- [EXERCISE REQUIREMENTS]:
Express the lines of the material between the line holding "For the benchmark, mark every instance of the eyeglasses" and the line holding "[[19, 130]]", inclusive, as a Markdown table with the columns Entry and Content. Put a running row number under Entry and each line under Content, and leave out blank lines.
-- START EXERCISE DATA --
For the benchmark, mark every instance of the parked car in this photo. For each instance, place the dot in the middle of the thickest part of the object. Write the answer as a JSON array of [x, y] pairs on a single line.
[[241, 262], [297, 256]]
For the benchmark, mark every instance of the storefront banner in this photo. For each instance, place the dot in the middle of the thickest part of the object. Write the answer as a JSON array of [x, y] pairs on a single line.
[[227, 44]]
-- END EXERCISE DATA --
-- START EXERCISE DATA --
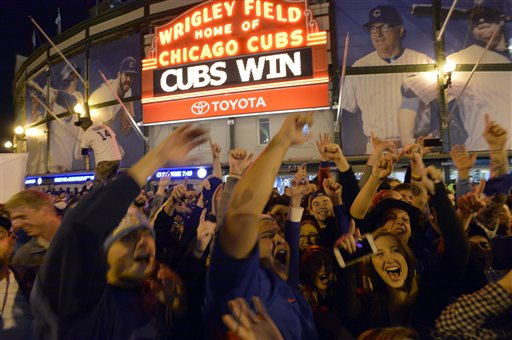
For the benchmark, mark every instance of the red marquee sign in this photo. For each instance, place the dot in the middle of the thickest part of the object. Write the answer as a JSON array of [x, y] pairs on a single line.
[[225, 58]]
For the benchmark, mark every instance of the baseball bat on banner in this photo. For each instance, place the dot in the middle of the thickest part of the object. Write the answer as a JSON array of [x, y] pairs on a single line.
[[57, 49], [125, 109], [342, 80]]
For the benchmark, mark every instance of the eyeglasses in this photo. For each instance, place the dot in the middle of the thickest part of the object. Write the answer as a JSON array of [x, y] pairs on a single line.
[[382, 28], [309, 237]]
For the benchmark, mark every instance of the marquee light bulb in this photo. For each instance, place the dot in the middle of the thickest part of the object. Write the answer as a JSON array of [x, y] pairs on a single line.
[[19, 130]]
-- END EXERCISE DATA --
- [RESPONSE TO THIS EXERCISE]:
| Entry | Content |
|---|---|
| 1 | For the benchmark, mark every instance of the eyeglasses in this photo. For each instance, place the dot in the middle of the thickest part of the object. Write the answer as a JSON array of [x, y] pairs on a single line. |
| 2 | [[382, 28], [309, 237]] |
| 3 | For the benchmark, mark every instance of the marquee light bulb in this photo. For each instance, place the dot in the middle of the thickest part of the object. Write the answer as a JSON array of [x, y] pairs on a single line. |
| 4 | [[19, 130]] |